Loin de l'esprit des Egalim, l'issue des négociations commerciales entre les laiteries et la grande distribution sur les marques nationales est jugée décevante par les industriels.

La FNPL est allée sur les marchés ( ici à Paris) à la rencontre des consommateurs, pour mettre la pression sur la grande distribution. © J.-M. Vignau - FNPL
La FNPL est allée sur les marchés ( ici à Paris) à la rencontre des consommateurs, pour mettre la pression sur la grande distribution.
© J.-M. Vignau - FNPL

Les négociations commerciales sur les marques nationales se sont achevées comme chaque année le 1er mars. Dans l'agroalimentaire, les produits laitiers est le secteur qui semble s'en tirer le mieux. Mais il n'en reste pas moins que « d'après les industriels, ces négociations ont été plus difficiles qu'en 2019 et 2020. On s'éloigne des Egalim, la tension se réinstalle », brosse Loïc Molères, économiste à Atla (Association de la transformation laitière française). Le bilan précis en termes de hausse et de baisse des prix n'est pas encore connu. « Le ressenti à cette heure est qu'il n'y a peut-être pas de déflation, mais sans doute pas d'inflation au global », ajoute Loïc Molères.

La Coopération laitière précise que « au début des négociations, on sentait revenir la guerre des prix ; c'était très dur. Mais sur la fin, des coopératives ont quand même réussi à faire passer des hausses de tarifs. On estime que la hausse des prix des matières premières a été prise en compte dans une négociation sur deux », indique Damien Lacombe, président de la Coopération laitière. Ce qui est insuffisant.

☆ ☆ ☆

Les consignes:
• a. D'après le texte sur les négociations laitières, quel jour les négociations commerciales sur les marques nationales se sont-elles terminées ?
• b. Traduisez en anglais cette phrase du texte sur les négociations laitières : « Le bilan précis en termes de hausse et de baisse des prix n'est pas encore connu. »
• c. Poursuivez le texte sur les négociations laitières après sa dernière phrase.

Matériel fourni:
☆ ☆ ☆

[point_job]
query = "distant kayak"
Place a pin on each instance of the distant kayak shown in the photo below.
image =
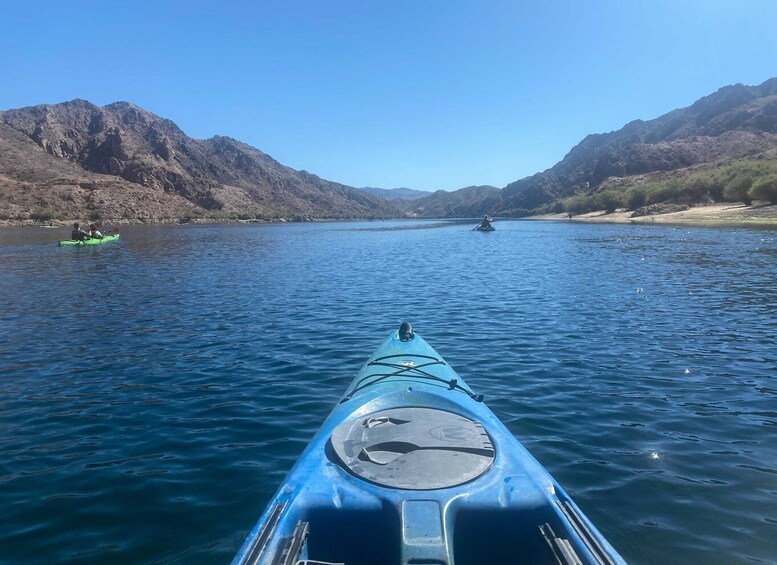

☆ ☆ ☆

Réponses de l'exercice:
• a. Le 1er mars.

• b. The precise assessment in terms of price increases and decreases is not yet known.

• c.
La hausse des coûts peu prise en compte

Ce premier bilan est évidemment jugé très décevant par les représentants des producteurs de lait. La FNPL, des FDSEA, des sections locales de la Coordination rurale... ont mené des actions pour mettre la pression sur la grande distribution. La FNPL est allée à la rencontre de consommateurs sur des marchés de plein air pour voir s'ils seraient prêts à payer un peu plus cher leur produit pour couvrir le prix de revient en élevage. « Ils nous disent oui, si l'argent vous revient bien », résume Ghislain de Viron, trésorier de la FNPL. Les actions en grande surface ont pour but de pointer les laits vendus en deçà de 0,74 €/l, « c'est-à-dire les produits qui ne peuvent pas respecter un prix conforme à Egalim et permettre une rémunération des éleveurs ». Ces produits sont signalés à l'adresse signalement@agriculture.gouv.fr. Les actions se poursuivent, pour maintenir la pression alors que les négociations se poursuivent pour les marques distributeurs (MDD).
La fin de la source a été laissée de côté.